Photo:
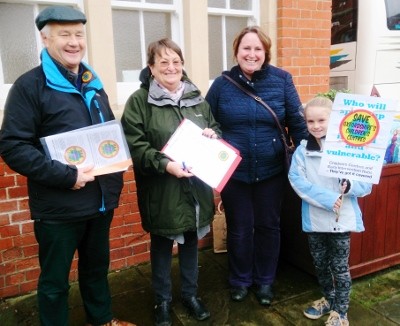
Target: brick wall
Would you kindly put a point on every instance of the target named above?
(303, 33)
(303, 49)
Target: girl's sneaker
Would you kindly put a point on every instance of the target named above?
(337, 320)
(318, 309)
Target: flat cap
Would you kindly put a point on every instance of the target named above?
(59, 14)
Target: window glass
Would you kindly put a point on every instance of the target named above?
(19, 51)
(215, 46)
(241, 4)
(128, 58)
(157, 25)
(393, 14)
(216, 4)
(344, 21)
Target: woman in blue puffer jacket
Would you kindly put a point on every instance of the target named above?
(253, 196)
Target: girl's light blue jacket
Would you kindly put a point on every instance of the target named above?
(319, 194)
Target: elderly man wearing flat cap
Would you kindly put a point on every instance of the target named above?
(71, 209)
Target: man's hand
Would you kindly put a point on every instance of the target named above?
(178, 170)
(83, 177)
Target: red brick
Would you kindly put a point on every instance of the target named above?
(4, 220)
(7, 181)
(8, 206)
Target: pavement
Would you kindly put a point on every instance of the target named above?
(375, 298)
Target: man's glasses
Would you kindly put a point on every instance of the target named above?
(166, 63)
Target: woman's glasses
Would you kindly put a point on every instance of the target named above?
(166, 63)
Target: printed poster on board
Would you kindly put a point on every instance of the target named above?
(357, 137)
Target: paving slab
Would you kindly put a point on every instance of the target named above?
(375, 298)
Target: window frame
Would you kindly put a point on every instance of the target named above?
(252, 15)
(124, 89)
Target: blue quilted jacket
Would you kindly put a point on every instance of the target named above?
(249, 127)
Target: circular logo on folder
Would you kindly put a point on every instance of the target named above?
(75, 155)
(108, 148)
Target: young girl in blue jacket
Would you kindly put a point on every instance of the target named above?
(330, 211)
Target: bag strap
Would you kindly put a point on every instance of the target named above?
(259, 100)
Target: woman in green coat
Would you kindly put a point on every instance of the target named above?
(173, 203)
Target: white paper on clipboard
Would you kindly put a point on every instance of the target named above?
(211, 160)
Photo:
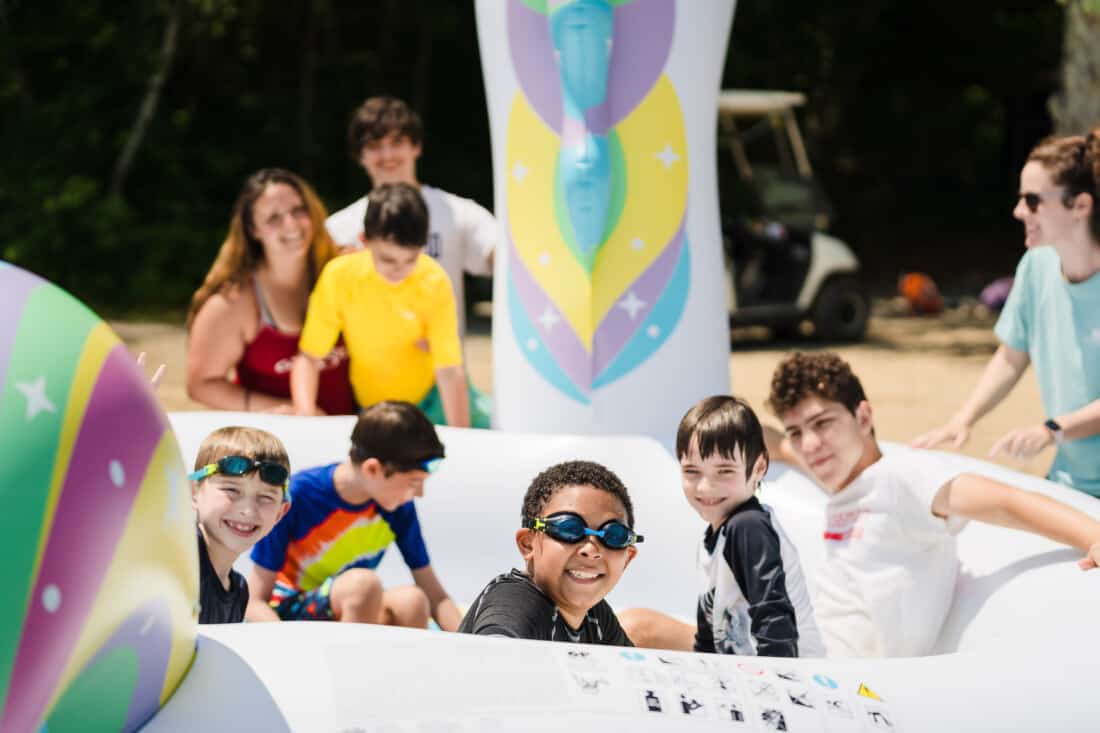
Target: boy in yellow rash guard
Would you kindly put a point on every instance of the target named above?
(396, 310)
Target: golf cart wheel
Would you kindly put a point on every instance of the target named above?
(840, 310)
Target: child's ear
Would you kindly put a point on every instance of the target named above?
(864, 416)
(371, 469)
(758, 470)
(525, 540)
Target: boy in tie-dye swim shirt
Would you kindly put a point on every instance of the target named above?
(318, 562)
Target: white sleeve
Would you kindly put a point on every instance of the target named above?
(923, 473)
(480, 232)
(345, 225)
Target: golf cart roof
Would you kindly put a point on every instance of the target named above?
(758, 101)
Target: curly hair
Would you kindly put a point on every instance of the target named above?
(380, 117)
(394, 433)
(241, 253)
(574, 473)
(823, 375)
(1074, 162)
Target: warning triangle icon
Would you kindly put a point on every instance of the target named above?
(868, 692)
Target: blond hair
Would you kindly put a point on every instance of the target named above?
(250, 442)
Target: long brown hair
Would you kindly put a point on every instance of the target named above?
(241, 253)
(1074, 162)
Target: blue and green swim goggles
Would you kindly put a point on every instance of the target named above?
(276, 474)
(571, 528)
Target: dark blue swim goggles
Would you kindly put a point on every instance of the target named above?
(276, 474)
(571, 528)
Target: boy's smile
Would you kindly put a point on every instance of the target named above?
(575, 577)
(235, 512)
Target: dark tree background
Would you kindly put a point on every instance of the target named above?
(129, 127)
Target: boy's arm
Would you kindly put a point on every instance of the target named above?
(443, 610)
(305, 378)
(977, 498)
(704, 635)
(779, 448)
(752, 554)
(1025, 442)
(261, 584)
(452, 391)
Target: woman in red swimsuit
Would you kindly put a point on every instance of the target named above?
(244, 320)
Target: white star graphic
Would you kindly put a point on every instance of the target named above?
(549, 318)
(36, 400)
(667, 156)
(631, 304)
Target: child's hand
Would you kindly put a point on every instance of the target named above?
(1091, 560)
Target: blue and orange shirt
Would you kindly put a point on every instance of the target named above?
(322, 535)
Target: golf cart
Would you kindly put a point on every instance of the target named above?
(783, 270)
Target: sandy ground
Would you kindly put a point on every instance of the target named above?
(916, 371)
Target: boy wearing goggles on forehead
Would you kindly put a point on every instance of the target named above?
(576, 539)
(239, 493)
(754, 599)
(318, 564)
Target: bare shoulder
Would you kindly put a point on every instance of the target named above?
(234, 306)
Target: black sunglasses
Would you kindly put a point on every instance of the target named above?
(571, 528)
(1032, 200)
(270, 472)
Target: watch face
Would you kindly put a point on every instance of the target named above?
(1054, 428)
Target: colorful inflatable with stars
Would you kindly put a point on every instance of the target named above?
(611, 258)
(97, 528)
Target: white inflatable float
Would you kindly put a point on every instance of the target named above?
(1019, 651)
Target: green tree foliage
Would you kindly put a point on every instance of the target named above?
(919, 118)
(252, 84)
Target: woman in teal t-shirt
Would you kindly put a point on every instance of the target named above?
(1052, 317)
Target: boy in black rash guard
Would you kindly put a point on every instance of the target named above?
(754, 599)
(576, 539)
(239, 493)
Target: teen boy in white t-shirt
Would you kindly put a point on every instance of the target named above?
(891, 562)
(385, 138)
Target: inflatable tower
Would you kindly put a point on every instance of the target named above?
(609, 305)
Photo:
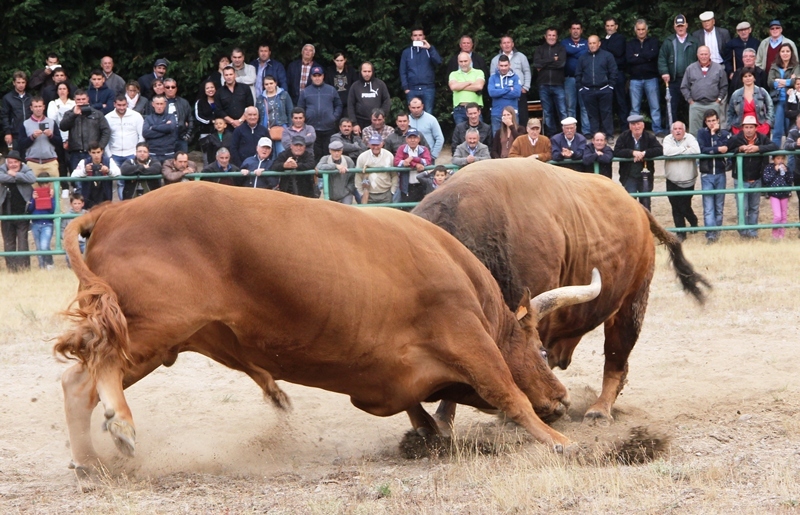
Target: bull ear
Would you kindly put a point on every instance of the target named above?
(549, 301)
(524, 305)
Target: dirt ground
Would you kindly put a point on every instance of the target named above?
(718, 382)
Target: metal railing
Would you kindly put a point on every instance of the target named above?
(739, 192)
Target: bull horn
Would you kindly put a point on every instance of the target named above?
(549, 301)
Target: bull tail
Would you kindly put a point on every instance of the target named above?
(689, 278)
(99, 333)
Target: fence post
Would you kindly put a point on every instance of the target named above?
(740, 186)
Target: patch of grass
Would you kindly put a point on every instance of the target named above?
(384, 490)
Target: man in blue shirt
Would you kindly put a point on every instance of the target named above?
(576, 46)
(418, 70)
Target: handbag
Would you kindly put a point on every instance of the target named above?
(276, 132)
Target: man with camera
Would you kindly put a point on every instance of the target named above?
(38, 141)
(97, 164)
(85, 125)
(43, 77)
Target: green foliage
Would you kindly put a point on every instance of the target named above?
(192, 34)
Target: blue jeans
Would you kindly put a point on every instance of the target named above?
(779, 127)
(713, 204)
(650, 89)
(42, 234)
(427, 94)
(121, 184)
(751, 202)
(459, 114)
(598, 104)
(573, 102)
(554, 107)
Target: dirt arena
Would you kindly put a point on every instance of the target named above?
(718, 382)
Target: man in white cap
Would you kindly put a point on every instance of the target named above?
(732, 55)
(704, 87)
(715, 38)
(768, 48)
(258, 163)
(569, 144)
(750, 141)
(678, 51)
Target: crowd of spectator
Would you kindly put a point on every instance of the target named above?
(735, 94)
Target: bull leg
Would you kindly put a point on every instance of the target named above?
(444, 417)
(422, 421)
(80, 398)
(267, 383)
(621, 332)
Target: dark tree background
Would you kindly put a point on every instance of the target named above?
(192, 34)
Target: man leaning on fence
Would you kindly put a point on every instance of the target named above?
(750, 141)
(681, 174)
(641, 145)
(713, 139)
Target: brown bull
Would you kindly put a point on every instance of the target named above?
(538, 226)
(375, 304)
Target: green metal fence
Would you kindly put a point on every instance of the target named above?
(739, 192)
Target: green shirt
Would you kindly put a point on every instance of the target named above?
(460, 97)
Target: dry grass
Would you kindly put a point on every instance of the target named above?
(719, 381)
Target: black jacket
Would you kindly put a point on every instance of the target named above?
(366, 96)
(549, 61)
(596, 70)
(133, 167)
(625, 147)
(185, 117)
(15, 110)
(160, 131)
(752, 167)
(85, 129)
(642, 58)
(302, 185)
(233, 103)
(615, 44)
(460, 134)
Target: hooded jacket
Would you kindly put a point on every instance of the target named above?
(505, 91)
(418, 67)
(366, 96)
(84, 129)
(323, 107)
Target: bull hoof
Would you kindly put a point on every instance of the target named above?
(552, 415)
(598, 418)
(124, 436)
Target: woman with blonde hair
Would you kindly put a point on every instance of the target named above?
(509, 131)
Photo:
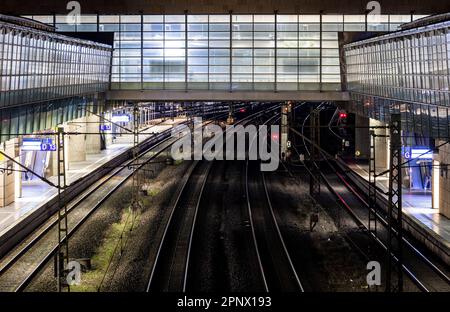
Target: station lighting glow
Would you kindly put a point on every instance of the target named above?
(120, 118)
(38, 144)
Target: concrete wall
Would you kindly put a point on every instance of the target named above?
(381, 146)
(237, 6)
(76, 143)
(362, 137)
(137, 95)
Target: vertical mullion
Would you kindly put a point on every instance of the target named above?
(186, 51)
(209, 51)
(231, 52)
(320, 51)
(253, 52)
(142, 51)
(19, 72)
(298, 52)
(276, 53)
(164, 52)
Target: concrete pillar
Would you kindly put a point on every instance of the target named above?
(7, 174)
(93, 143)
(108, 135)
(443, 189)
(381, 146)
(76, 143)
(362, 137)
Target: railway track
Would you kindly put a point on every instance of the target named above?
(172, 259)
(424, 272)
(19, 267)
(275, 263)
(170, 268)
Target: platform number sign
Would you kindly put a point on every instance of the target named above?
(47, 145)
(105, 127)
(38, 144)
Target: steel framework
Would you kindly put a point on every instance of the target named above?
(395, 214)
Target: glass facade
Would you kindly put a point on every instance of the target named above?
(406, 72)
(37, 66)
(45, 115)
(227, 52)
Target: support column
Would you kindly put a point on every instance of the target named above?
(7, 174)
(362, 137)
(93, 143)
(443, 186)
(76, 143)
(381, 146)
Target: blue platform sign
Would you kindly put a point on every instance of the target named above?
(38, 144)
(417, 153)
(406, 152)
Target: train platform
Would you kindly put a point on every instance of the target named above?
(417, 206)
(36, 193)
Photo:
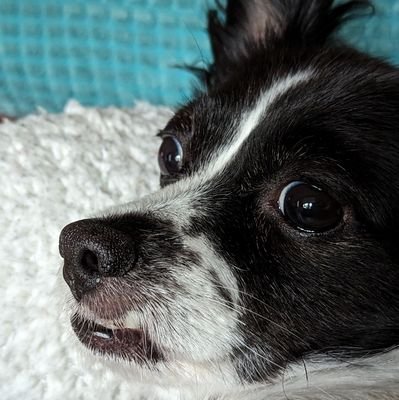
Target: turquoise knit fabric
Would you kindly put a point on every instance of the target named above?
(113, 52)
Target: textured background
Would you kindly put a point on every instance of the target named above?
(113, 52)
(55, 169)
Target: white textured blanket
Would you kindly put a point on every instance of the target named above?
(55, 169)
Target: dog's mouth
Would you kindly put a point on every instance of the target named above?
(125, 343)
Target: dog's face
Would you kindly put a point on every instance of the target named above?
(274, 235)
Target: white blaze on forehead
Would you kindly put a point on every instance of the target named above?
(251, 119)
(176, 202)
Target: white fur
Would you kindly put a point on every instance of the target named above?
(251, 119)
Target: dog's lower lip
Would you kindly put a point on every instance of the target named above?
(126, 343)
(103, 333)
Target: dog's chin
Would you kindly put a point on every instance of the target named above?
(109, 340)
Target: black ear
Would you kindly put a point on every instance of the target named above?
(252, 24)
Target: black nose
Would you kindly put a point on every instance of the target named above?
(92, 251)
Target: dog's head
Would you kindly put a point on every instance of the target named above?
(275, 233)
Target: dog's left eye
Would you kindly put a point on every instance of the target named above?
(309, 208)
(170, 156)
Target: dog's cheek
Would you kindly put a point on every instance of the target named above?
(200, 321)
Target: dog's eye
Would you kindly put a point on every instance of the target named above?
(170, 156)
(309, 208)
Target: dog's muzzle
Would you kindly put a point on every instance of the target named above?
(92, 251)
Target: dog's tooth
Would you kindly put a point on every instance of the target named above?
(107, 323)
(131, 321)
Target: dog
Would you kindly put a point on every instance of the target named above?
(267, 265)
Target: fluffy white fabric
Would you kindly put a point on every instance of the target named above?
(55, 169)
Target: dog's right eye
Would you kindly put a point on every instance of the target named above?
(309, 208)
(170, 156)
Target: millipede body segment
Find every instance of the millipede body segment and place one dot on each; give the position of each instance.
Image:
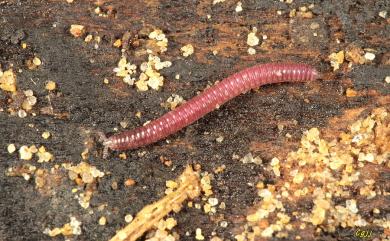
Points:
(210, 99)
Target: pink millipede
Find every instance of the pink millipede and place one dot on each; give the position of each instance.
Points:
(208, 100)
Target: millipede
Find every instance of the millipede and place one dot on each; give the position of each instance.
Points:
(208, 100)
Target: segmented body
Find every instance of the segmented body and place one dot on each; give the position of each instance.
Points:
(208, 100)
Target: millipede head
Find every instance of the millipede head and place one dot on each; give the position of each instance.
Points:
(106, 143)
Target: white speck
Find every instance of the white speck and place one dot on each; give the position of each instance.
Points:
(251, 51)
(369, 56)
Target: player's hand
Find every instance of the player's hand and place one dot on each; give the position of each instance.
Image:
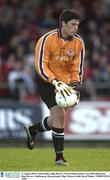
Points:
(62, 87)
(76, 88)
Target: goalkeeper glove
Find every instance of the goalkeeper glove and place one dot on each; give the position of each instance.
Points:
(62, 87)
(76, 87)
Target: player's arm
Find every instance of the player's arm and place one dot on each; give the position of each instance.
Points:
(42, 57)
(77, 65)
(77, 69)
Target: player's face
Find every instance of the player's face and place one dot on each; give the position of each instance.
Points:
(71, 27)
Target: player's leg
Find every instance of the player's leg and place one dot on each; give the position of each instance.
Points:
(58, 118)
(46, 91)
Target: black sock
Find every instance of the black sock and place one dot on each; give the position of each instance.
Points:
(58, 141)
(39, 127)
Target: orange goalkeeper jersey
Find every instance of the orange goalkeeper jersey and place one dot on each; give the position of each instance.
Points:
(59, 58)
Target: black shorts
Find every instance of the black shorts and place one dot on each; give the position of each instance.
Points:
(46, 92)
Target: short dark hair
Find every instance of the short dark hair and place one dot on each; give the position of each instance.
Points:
(68, 15)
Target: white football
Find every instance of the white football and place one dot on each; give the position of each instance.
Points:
(67, 101)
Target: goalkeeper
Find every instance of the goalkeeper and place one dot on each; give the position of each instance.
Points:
(59, 56)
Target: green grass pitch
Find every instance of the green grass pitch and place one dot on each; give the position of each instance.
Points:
(42, 159)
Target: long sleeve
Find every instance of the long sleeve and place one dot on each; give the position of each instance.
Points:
(77, 65)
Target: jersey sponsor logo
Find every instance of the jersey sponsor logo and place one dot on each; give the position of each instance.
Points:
(70, 52)
(61, 58)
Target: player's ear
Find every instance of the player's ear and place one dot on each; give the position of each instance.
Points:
(63, 24)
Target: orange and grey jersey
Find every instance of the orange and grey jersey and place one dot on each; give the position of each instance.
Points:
(59, 58)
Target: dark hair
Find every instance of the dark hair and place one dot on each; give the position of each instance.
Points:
(68, 15)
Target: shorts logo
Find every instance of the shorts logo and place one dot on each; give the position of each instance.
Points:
(70, 52)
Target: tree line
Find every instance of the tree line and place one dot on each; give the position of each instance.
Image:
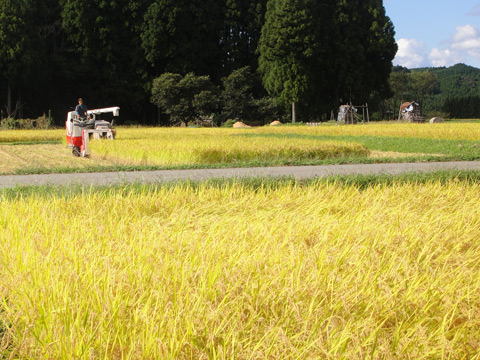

◆ Task description:
Copy each line of the preceding material that contains "tree".

◆ Response area:
Target: dark tree background
Target: green tree foliage
Target: dark tree background
Target: tree line
Find every instance of the tree line and place one dot on each; give the position of each instance.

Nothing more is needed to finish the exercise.